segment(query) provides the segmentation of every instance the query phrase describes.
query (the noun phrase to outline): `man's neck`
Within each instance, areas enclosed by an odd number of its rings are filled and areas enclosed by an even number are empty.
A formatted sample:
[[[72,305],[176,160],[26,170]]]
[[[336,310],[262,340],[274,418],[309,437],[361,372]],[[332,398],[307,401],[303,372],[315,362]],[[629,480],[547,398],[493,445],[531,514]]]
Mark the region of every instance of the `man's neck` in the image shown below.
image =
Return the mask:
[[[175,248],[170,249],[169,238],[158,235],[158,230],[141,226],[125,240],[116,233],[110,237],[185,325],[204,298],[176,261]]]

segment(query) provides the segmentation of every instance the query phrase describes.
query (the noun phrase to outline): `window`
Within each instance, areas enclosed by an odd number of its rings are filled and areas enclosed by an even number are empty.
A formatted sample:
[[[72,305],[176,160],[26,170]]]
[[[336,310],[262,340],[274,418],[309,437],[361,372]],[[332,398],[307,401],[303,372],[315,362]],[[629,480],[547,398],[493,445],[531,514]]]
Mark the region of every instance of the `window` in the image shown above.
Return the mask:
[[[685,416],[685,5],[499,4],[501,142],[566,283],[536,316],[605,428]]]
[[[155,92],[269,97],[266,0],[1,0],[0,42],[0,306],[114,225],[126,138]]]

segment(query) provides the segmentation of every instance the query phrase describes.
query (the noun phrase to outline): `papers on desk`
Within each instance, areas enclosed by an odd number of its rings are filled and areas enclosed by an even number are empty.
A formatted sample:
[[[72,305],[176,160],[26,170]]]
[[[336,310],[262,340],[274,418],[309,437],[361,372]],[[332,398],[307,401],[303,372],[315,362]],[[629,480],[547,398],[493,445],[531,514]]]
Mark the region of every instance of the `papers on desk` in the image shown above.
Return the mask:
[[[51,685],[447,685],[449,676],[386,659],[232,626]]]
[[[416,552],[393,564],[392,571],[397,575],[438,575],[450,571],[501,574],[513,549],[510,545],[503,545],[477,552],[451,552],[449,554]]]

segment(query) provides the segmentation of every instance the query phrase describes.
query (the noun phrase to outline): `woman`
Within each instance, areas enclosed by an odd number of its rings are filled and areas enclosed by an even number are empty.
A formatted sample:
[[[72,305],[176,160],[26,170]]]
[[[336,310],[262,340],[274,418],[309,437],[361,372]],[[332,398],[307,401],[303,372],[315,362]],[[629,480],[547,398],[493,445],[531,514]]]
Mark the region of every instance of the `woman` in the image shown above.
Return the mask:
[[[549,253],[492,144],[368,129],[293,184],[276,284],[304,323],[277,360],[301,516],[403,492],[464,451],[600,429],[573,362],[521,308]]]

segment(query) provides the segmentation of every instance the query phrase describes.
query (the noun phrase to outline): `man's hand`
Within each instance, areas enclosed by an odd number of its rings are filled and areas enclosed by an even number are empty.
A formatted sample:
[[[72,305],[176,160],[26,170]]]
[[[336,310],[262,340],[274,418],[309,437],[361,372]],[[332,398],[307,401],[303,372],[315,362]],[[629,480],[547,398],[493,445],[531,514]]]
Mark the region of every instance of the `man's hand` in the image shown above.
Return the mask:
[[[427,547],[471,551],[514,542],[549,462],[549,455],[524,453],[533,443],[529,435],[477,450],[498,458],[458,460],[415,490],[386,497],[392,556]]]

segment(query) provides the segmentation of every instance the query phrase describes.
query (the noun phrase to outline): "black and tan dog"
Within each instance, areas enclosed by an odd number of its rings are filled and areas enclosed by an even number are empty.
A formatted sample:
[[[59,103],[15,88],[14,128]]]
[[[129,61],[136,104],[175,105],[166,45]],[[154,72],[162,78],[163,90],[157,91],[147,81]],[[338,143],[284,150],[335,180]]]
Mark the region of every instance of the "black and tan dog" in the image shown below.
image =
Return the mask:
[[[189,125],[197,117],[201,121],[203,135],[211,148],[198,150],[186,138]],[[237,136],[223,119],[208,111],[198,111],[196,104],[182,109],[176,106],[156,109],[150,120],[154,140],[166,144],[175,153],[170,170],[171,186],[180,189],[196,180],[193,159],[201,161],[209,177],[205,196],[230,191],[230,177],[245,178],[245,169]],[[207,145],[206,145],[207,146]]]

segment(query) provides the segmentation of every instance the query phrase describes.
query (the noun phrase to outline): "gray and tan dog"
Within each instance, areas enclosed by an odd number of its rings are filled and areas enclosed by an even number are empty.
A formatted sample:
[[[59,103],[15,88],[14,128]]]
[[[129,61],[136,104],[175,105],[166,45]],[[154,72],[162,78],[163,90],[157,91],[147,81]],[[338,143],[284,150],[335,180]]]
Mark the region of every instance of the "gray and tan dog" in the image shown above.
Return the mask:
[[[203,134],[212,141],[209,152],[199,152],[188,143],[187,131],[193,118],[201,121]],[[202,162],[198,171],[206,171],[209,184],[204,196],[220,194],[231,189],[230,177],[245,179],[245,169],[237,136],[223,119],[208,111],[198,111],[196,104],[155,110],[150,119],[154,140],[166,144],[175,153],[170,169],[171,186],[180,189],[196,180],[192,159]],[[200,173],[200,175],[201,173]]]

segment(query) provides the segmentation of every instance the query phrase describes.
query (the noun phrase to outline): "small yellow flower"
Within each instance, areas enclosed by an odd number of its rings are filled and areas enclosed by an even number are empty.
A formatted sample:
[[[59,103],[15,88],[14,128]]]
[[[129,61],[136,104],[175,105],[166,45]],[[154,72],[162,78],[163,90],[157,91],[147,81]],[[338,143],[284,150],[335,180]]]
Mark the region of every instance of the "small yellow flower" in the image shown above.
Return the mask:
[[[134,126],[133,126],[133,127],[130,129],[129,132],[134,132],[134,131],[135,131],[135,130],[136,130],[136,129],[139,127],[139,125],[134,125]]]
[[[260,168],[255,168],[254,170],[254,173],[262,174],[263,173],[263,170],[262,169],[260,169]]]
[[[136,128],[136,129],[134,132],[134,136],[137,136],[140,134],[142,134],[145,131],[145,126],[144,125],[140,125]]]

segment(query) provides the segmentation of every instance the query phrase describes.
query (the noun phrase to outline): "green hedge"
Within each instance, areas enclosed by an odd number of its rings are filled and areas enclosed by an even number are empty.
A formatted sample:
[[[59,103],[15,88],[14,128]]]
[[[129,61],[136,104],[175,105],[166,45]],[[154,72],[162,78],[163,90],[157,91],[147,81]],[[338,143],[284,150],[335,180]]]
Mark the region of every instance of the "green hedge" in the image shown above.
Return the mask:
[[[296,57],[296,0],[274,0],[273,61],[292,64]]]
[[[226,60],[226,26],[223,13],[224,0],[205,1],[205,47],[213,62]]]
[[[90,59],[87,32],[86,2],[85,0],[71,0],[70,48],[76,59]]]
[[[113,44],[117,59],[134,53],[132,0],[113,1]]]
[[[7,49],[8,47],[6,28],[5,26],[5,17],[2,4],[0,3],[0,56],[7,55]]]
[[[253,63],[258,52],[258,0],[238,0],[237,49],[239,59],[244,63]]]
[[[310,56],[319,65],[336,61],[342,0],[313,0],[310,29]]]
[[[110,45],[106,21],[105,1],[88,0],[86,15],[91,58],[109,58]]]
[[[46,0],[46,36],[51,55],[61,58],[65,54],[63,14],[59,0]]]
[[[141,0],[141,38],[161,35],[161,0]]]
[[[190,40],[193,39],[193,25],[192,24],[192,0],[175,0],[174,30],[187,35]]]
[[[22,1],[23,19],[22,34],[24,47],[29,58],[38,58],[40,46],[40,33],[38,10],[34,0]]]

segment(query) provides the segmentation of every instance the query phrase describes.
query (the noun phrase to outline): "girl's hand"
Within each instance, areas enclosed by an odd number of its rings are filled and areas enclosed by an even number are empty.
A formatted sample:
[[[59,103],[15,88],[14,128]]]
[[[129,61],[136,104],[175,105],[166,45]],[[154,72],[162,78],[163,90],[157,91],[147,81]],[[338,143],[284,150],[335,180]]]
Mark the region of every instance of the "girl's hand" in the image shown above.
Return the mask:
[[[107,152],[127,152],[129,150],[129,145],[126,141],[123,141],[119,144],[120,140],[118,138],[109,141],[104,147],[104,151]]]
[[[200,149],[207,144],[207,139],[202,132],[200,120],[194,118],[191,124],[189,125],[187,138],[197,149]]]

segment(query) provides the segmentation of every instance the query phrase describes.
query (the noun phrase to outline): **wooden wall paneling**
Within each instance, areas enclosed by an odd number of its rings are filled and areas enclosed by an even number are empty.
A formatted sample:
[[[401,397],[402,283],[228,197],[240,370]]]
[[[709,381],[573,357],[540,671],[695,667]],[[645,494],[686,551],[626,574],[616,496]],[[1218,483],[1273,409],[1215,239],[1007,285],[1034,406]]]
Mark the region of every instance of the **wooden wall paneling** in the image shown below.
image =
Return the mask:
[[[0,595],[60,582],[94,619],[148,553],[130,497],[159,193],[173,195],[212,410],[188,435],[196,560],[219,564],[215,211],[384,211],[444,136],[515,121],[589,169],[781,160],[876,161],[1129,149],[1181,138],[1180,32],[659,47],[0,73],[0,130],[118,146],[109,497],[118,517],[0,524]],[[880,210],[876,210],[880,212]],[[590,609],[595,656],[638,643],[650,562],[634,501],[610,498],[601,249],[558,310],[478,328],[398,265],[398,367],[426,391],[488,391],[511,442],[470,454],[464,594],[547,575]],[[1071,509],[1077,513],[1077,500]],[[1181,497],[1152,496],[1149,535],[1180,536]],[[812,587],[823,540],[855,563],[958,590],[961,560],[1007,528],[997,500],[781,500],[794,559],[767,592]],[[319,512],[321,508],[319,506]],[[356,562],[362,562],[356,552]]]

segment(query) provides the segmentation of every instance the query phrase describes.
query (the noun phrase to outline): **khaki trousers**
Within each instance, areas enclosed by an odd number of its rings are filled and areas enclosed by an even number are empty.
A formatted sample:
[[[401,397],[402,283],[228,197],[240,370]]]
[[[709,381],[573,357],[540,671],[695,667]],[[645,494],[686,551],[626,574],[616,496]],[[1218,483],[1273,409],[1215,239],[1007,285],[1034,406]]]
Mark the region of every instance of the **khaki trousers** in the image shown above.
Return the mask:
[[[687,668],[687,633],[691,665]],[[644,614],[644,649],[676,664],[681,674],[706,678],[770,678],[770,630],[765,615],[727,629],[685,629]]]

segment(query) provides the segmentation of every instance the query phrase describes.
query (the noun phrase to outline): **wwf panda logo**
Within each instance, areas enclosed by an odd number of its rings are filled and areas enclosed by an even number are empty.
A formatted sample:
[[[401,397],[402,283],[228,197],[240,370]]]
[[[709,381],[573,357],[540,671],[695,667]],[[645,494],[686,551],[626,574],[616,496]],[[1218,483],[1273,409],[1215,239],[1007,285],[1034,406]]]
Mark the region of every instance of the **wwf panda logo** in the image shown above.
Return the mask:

☆ ☆ ☆ ☆ ☆

**Task prompt**
Count the lines in the records above that contain the word "khaki", and reply with that number only.

**Answer for the task**
2